## Directive
Write out all of the data without omission, exactly as shown.

## Source data
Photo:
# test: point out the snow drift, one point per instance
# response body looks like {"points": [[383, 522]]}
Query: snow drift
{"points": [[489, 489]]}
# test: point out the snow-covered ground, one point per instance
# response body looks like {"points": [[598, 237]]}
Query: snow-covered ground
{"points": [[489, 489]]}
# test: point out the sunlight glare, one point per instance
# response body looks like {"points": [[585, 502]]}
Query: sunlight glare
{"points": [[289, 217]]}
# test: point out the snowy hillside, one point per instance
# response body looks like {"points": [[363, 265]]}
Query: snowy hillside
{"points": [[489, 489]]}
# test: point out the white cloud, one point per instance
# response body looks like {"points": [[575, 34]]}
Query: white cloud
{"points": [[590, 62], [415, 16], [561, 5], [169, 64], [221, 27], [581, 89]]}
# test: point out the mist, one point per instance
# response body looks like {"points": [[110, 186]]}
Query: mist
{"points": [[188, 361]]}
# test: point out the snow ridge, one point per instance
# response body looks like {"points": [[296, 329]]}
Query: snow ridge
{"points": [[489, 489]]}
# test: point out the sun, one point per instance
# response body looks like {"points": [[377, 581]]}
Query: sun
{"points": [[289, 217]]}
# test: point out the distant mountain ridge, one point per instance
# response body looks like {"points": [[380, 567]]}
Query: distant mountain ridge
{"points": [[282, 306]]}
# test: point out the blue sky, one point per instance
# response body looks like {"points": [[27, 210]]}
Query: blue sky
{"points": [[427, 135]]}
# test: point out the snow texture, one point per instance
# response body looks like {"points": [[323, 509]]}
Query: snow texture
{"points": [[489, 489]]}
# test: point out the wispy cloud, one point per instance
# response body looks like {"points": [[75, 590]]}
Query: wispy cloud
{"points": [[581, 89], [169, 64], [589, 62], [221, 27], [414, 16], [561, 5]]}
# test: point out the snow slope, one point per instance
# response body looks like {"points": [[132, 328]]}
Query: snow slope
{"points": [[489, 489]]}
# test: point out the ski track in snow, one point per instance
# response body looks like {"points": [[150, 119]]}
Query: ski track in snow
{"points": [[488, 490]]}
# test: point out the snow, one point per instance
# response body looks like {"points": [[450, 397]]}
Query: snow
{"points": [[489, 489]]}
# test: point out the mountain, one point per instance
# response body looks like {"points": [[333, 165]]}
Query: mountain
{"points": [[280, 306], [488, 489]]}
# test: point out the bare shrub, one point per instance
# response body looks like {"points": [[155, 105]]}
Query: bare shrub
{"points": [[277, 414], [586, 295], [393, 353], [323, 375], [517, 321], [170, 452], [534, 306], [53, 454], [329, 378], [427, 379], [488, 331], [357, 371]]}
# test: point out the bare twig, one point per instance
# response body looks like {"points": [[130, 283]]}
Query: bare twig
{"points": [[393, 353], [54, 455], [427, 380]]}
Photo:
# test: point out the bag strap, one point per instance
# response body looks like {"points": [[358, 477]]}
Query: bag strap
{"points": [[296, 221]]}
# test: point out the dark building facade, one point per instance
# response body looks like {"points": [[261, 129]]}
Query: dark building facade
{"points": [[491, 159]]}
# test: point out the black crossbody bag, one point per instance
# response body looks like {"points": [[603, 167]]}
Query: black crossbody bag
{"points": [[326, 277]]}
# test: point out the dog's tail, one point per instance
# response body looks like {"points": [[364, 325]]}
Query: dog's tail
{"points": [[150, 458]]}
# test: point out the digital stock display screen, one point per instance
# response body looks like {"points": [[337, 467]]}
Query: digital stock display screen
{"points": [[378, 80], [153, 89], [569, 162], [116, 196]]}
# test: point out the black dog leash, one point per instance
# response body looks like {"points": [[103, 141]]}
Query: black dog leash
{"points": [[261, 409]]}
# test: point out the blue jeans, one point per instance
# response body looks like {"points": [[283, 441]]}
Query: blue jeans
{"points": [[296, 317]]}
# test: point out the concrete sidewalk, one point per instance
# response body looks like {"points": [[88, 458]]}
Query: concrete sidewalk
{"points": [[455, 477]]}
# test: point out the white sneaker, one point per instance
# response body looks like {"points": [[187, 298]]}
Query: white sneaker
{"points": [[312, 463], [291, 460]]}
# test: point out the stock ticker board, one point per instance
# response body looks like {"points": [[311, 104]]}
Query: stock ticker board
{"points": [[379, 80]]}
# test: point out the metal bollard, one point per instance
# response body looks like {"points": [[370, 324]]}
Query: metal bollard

## Response to the task
Photo:
# test: point out the snow drift, one point per instance
# response body looks like {"points": [[383, 522]]}
Query: snow drift
{"points": [[489, 489]]}
# test: point out the snow-covered ground, one point per instance
# response body looks like {"points": [[598, 237]]}
Query: snow-covered ground
{"points": [[489, 489]]}
# test: point out the sunlight glare, one point per instance
# response body looks like {"points": [[585, 502]]}
Query: sunlight glare
{"points": [[289, 217]]}
# test: point out the snowy hillside, one point per instance
# response body looks like {"points": [[363, 265]]}
Query: snowy hillside
{"points": [[489, 489]]}
# test: point out the white cloud, one point per instance
# response body looks like {"points": [[575, 34]]}
Query: white cloud
{"points": [[590, 62], [415, 16], [561, 5], [169, 64], [221, 27], [581, 89]]}
# test: point out the mist, one point per instance
# response body looks like {"points": [[110, 186]]}
Query: mist
{"points": [[188, 361]]}
# test: point out the snow ridge, one point per instance
# response body looks like {"points": [[296, 329]]}
Query: snow ridge
{"points": [[489, 489]]}
# test: point out the sun, one point per instance
# response body looks like {"points": [[377, 581]]}
Query: sun
{"points": [[289, 217]]}
# test: point out the distant mountain ridge, one point per instance
# response body looks like {"points": [[380, 567]]}
Query: distant mountain ridge
{"points": [[282, 306]]}
# test: point out the blue sky, one point per instance
# response body looks like {"points": [[27, 210]]}
Query: blue sky
{"points": [[427, 135]]}
# test: point out the snow texture, one point per instance
# response body looks like {"points": [[323, 509]]}
Query: snow texture
{"points": [[489, 489]]}
# test: point out the wispy cloud, one point per instance
# response body looks like {"points": [[75, 590]]}
Query: wispy cloud
{"points": [[581, 89], [169, 64], [589, 62], [221, 27], [414, 16], [561, 5]]}
# test: point out the snow slope, one point per instance
# response body looks like {"points": [[132, 328]]}
Query: snow slope
{"points": [[489, 489]]}
# test: point out the ski track in snow, one point per instance
# response body looks like {"points": [[150, 119]]}
Query: ski track in snow
{"points": [[488, 490]]}
# test: point out the snow, one point per instance
# response body looks like {"points": [[450, 397]]}
Query: snow
{"points": [[489, 489]]}
# test: point out the mountain, one point per instance
# response body looks like {"points": [[333, 165]]}
Query: mountain
{"points": [[280, 306], [488, 489]]}
# test: point out the bare shrub, one point per instance
# response body looks like {"points": [[155, 105]]}
Query: bare shrub
{"points": [[277, 414], [586, 295], [393, 353], [323, 375], [517, 321], [170, 452], [534, 306], [53, 454], [329, 378], [427, 379], [488, 331], [357, 371]]}
# test: point out the bare twig, one point per instance
# response body looks like {"points": [[130, 283]]}
Query: bare twig
{"points": [[393, 353], [54, 455], [427, 380]]}
Photo:
# test: point out the bag strap, one point per instance
# response body looks like {"points": [[358, 477]]}
Query: bag strap
{"points": [[296, 221]]}
# test: point out the dark building facade, one point per instance
# response body looks like {"points": [[261, 129]]}
Query: dark building facade
{"points": [[491, 159]]}
# test: point out the black crossbody bag, one point per instance
# response body looks like {"points": [[603, 167]]}
Query: black crossbody bag
{"points": [[326, 277]]}
# test: point out the dog's tail, one point per instance
# response body looks like {"points": [[364, 325]]}
Query: dog's tail
{"points": [[150, 458]]}
# test: point out the digital stock display screen, one point per instance
# response body looks like {"points": [[337, 467]]}
Query: digital stock display screen
{"points": [[378, 80], [153, 89], [569, 162], [116, 196]]}
# test: point out the black dog leash, one point per instance
# response body looks like {"points": [[103, 141]]}
Query: black dog leash
{"points": [[261, 409]]}
# test: point out the blue jeans, one point per instance
# response body looks like {"points": [[283, 441]]}
Query: blue jeans
{"points": [[296, 317]]}
# test: point out the concrete sidewalk, one point per instance
# response body looks like {"points": [[88, 458]]}
Query: concrete sidewalk
{"points": [[455, 477]]}
# test: point out the white sneaker, one point per instance
# response body looks like {"points": [[187, 298]]}
Query: white sneaker
{"points": [[312, 463], [291, 460]]}
# test: point out the stock ticker board, one point per instance
# response body looks like {"points": [[311, 104]]}
Query: stock ticker board
{"points": [[379, 80]]}
# test: point out the metal bollard, one point per instance
# response body looks like {"points": [[370, 324]]}
Query: metal bollard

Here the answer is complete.